— start —
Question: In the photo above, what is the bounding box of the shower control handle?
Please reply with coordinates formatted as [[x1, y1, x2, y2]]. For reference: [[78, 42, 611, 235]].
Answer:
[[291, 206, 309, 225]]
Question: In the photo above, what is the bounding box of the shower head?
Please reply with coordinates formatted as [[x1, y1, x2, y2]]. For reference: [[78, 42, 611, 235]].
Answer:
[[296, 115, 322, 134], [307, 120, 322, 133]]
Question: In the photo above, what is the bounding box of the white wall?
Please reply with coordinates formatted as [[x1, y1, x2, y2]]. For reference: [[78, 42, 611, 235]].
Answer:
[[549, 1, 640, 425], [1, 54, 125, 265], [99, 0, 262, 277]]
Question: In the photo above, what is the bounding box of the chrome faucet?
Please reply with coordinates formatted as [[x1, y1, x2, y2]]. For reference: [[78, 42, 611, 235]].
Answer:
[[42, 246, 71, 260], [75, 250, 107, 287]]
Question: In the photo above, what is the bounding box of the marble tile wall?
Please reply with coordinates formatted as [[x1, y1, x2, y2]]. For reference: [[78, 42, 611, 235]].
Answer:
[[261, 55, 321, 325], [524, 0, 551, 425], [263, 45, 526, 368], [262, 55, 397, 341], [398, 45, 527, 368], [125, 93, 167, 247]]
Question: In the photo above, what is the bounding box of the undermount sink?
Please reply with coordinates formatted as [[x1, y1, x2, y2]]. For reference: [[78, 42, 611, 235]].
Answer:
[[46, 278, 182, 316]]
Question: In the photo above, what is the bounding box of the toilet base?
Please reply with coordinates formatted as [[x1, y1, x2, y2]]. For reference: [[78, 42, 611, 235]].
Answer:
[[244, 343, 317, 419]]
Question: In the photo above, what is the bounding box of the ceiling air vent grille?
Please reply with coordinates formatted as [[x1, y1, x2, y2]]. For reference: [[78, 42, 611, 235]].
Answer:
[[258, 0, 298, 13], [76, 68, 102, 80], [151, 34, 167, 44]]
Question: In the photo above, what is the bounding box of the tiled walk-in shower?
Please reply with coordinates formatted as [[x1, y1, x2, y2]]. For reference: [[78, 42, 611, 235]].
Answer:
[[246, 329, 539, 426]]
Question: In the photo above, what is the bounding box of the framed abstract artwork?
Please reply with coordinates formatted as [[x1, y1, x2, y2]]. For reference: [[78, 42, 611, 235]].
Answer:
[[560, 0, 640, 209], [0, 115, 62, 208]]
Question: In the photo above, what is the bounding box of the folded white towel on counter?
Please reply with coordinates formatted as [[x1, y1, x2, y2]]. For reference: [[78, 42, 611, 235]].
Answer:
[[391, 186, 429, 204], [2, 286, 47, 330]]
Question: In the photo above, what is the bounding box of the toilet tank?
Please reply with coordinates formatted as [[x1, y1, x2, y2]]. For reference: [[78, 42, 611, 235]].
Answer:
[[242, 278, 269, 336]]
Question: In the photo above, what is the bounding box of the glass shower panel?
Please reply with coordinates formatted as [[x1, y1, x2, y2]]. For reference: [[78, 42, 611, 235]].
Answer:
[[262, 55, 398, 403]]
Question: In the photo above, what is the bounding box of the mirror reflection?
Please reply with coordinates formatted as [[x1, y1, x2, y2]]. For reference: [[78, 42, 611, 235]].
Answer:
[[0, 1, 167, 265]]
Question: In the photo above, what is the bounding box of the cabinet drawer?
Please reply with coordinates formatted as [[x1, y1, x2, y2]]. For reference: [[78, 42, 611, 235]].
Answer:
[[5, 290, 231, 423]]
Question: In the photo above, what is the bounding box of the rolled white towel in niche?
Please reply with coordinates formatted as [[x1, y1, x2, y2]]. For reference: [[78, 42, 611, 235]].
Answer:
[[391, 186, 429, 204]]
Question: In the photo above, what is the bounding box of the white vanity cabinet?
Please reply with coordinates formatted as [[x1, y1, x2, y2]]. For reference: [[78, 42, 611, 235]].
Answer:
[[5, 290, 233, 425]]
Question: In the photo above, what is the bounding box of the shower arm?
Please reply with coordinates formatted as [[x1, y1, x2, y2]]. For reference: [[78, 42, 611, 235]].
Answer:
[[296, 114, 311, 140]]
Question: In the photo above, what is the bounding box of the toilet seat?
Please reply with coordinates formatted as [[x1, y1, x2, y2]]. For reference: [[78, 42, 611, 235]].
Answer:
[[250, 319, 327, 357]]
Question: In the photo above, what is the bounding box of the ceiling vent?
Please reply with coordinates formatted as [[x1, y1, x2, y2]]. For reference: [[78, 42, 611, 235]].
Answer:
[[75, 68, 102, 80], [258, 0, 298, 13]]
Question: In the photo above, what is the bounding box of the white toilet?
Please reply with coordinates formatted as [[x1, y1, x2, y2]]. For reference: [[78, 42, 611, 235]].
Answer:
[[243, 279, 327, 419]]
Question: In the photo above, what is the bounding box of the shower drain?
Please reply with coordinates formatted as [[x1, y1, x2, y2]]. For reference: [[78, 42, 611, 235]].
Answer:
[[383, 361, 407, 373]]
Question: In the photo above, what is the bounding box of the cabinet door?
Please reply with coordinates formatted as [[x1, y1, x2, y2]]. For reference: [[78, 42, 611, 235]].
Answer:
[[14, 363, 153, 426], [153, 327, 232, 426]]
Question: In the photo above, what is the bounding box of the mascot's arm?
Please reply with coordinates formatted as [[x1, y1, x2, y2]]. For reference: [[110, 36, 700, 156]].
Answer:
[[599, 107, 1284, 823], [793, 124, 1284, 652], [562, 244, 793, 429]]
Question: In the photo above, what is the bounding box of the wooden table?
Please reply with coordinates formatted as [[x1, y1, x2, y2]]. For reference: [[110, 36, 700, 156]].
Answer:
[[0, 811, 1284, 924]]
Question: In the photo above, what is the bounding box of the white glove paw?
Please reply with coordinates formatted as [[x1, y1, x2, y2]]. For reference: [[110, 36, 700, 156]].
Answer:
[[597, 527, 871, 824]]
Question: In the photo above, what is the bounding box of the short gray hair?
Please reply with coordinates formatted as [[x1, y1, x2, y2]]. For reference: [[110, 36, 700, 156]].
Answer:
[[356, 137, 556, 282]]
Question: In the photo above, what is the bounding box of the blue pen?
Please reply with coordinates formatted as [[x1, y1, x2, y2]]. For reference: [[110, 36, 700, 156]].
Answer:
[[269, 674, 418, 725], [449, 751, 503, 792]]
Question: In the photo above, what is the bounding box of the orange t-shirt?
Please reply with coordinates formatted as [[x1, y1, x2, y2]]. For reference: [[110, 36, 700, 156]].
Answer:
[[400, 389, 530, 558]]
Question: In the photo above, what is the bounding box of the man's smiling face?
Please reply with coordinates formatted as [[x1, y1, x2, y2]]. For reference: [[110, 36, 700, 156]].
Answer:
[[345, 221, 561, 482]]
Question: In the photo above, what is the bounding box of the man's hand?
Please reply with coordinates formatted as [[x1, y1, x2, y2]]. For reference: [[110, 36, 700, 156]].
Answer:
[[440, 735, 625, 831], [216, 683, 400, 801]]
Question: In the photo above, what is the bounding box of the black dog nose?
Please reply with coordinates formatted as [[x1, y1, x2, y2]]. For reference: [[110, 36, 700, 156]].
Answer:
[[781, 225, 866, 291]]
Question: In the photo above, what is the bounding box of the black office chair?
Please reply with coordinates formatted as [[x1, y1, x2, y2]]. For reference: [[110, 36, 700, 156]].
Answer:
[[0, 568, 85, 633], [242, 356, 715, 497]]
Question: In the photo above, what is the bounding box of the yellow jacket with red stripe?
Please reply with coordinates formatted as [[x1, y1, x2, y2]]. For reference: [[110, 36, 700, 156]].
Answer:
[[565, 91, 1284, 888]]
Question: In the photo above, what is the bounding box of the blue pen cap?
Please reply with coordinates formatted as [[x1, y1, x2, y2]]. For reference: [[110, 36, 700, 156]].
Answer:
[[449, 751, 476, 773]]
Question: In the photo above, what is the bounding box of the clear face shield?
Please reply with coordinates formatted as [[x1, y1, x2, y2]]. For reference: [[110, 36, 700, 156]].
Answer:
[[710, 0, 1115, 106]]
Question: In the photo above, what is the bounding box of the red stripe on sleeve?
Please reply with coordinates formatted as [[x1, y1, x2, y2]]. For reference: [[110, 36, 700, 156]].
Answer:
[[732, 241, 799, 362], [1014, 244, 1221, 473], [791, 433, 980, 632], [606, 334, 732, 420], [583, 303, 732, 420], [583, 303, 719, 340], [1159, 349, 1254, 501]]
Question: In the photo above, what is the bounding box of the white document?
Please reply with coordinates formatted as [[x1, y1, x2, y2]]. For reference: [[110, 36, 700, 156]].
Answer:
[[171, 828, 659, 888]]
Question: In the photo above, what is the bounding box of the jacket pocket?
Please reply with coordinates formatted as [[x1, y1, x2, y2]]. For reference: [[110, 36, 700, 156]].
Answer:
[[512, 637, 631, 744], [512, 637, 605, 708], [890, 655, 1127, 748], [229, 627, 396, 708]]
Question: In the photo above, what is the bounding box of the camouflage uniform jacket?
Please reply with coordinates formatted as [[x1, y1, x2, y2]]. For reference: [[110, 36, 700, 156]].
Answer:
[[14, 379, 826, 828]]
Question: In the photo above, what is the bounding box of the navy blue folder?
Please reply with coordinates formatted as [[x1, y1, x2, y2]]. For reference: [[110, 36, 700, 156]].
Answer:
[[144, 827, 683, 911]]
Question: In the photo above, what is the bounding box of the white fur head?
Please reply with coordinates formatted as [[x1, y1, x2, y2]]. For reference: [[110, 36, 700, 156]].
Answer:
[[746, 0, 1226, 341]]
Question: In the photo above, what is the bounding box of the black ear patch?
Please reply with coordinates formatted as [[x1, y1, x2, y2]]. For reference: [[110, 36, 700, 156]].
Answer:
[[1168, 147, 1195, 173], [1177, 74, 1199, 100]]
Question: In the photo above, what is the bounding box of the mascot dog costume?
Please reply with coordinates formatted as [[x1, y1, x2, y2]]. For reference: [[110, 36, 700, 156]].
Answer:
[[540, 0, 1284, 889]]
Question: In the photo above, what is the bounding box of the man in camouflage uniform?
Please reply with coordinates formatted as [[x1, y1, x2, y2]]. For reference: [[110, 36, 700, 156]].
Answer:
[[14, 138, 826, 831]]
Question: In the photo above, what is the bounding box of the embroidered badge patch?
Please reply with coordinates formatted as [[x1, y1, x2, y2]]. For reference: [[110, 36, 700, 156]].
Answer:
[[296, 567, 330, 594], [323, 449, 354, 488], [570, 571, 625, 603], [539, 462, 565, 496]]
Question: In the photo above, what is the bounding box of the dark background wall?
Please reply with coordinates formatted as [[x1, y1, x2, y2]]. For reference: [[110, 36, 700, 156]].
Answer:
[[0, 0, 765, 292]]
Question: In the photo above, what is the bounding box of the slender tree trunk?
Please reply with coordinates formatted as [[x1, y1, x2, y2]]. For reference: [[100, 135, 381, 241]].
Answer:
— end —
● PROMPT:
Reproduce the lines above verbatim, from the line containing "the wooden table?" through the line containing "[[781, 225, 866, 291]]", with both of those lines included.

● RESPONSE TO THE EXERCISE:
Question: In the photo above, what is the bounding box of the wooden table?
Please reply with coordinates formatted as [[x1, y1, x2, y2]]. For reference: [[110, 36, 700, 156]].
Answer:
[[0, 811, 1284, 924]]
Question: In the photo above, what is the bounding box of the white glove paw?
Please reply with coordinates formatted as [[x1, y1, x2, y2]]. For reference: [[110, 36, 700, 156]].
Answer:
[[597, 527, 871, 824]]
Question: In the photo above, what is the bounding box of the short gray hair?
Please reply with coordinates formatted as [[x1, y1, x2, y2]]. For reference: [[110, 36, 700, 156]].
Answer:
[[356, 137, 556, 282]]
Question: In the photo above, what is the bounding box of the blue pen?
Please reply with coordinates formatted as [[x1, y1, x2, y2]]. For reference: [[110, 36, 700, 156]].
Answer:
[[269, 674, 418, 725], [449, 751, 503, 792]]
Question: In the photo above, what is the bounding box of the orange t-shirt?
Please reply with coordinates formatted as [[x1, y1, x2, y2]]. For reference: [[110, 36, 700, 156]].
Answer:
[[400, 389, 530, 558]]
Question: In the photo above, what is the bounding box of the man's smiling face?
Please reply with coordinates formatted as [[x1, y1, x2, y2]]. For reference: [[110, 36, 700, 156]].
Answer:
[[345, 221, 561, 482]]
Question: In the photo above, what is the bounding box of the man's hand?
Please reply with coordinates formatted as [[x1, y1, x2, y2]]. For reference: [[110, 36, 700, 156]].
Answer:
[[440, 735, 625, 831], [216, 683, 400, 801]]
Question: In the photo above, what is the bounding box of the black dog nose?
Please reply with coordinates formatted as [[x1, y1, x2, y2]]. For reference: [[110, 36, 700, 156]].
Answer:
[[781, 225, 866, 291]]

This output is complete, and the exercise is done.